Commercial Week Day Two Review: 2012 GMC Savana and Chevrolet Express
The Nissan NV may be an exciting newcomer, but the tried-and-true GM and Ford vans are the staple of the commercial market. Our own Mike Solowiow took exception with the 2007 Chevrolet Express passenger van as a passenger hauler back in 2008. Will the no-frills cargo hauler variant find favor with us here at TTAC? More importantly, can GM’s smorgasbord of configuration options dethrone Ford as the volume van seller during the upcoming T-Series transition?
There’s not much styling to discuss when it comes to GM’s full-size vans, but is that important in a work truck? When you’re buying a fleet of work trucks, or just one or two vans for your delivery employees to drive, repair costs are a critical factor. (Seriously, have you seen how cargo-van-drivers drive?) If this describes your employees, buying a Nissan NV with it’s large shiny chrome bumper could be a bad business move, as bumper covers for the Express and Savana go for $75 online. The story is the same from stem to stern eschewing expensive aerodynamic plastic headlamp assemblies (available on the passenger vans) for sealed-beam halogen units, acres of easy-to-Bondo panels and a rear end that’s as discount as it gets. Shoppers have their choice of four standard paint colors, four $150 optional colors, or the ever so popular full-body vinyl wrap. If you’re shopping off the lot, expect to get any color you want so long as its white. 1500 models get a 17-inch steel wheel while 2500 and 3500 models get a 16-inch wheel wrapped in 245 width 75 series rubber for added load capacity.
Nissan’s NV is clearly designed for owner-operators, and it shows with driver oriented features, comfy seats and the positioning of human-room over cargo room. If you thought the last van sporting engine access inside the cabin was driven by the A-Team, think again. Because cargo is king for the GM vans, the engine is pushed as far into the cabin as possible maximizing interior volume and minimizing the external footprint (that’s all relative of course). Having the engine located between the driver and front passenger footwells both limits legroom and cooks the driver’s right leg on long drives. It also means the transmission is under the van between the seats resulting in a fairly high step-in height. On the flip side it means the Savana and Express can swallow 13-foot items in short wheelbase form and the long wheelbase version can schlep 15-foot goods. (The E-series comes in at 12.5 feet and 14.6 feet). Standard equipment includes seats and a steering wheel but stops short of in-dash entertainment of any variety. Buyers have the option of an AM/FM radio, a mid-level unit with a CD player and a higher end unit that brings basic iPod/iPhone functionality. Sadly no navigation system is available in any model.
##########
▶ **Set task 1**:
List every radio option that the car review says buyers can choose.

▶ **Records provided**:
##########
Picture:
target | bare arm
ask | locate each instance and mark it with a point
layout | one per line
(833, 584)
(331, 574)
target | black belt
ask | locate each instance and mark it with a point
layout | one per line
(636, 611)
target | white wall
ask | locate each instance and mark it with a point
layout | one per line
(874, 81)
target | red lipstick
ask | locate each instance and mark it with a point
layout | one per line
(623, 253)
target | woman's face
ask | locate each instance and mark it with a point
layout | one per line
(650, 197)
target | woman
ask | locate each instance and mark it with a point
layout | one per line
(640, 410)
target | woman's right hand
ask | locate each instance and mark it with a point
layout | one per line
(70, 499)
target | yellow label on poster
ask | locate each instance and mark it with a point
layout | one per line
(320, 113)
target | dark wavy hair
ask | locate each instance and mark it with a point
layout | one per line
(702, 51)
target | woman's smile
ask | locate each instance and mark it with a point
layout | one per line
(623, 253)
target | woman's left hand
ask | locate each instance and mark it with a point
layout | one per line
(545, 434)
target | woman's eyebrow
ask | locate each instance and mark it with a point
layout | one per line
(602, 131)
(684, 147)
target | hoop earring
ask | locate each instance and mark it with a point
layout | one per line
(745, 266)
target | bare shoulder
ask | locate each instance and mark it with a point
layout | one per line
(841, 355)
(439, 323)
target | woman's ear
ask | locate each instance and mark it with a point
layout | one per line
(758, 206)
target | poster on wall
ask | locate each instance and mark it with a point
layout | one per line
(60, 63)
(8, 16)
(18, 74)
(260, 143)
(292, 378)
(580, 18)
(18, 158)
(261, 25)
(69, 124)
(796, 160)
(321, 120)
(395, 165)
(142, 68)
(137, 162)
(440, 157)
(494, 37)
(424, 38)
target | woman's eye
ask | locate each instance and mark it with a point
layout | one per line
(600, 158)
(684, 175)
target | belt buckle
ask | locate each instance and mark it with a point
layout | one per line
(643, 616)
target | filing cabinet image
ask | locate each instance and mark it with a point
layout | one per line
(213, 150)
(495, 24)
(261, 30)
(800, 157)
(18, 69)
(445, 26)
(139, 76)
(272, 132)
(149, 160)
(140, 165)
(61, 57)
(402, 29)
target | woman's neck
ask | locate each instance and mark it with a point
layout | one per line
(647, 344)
##########
▶ **Set task 2**:
In the records, begin at the line that has "target | woman's neck" and stop at the end of the records. Rewrite those lines with "neck" changed to "throat" and nothing else altered.

▶ **Written response 1**:
- an AM/FM radio
- a mid-level unit with a CD player
- a higher end unit that brings basic iPod/iPhone functionality

▶ **Written response 2**:
target | woman's throat
ask | locate each instance and mark it with a point
layout | one per line
(647, 344)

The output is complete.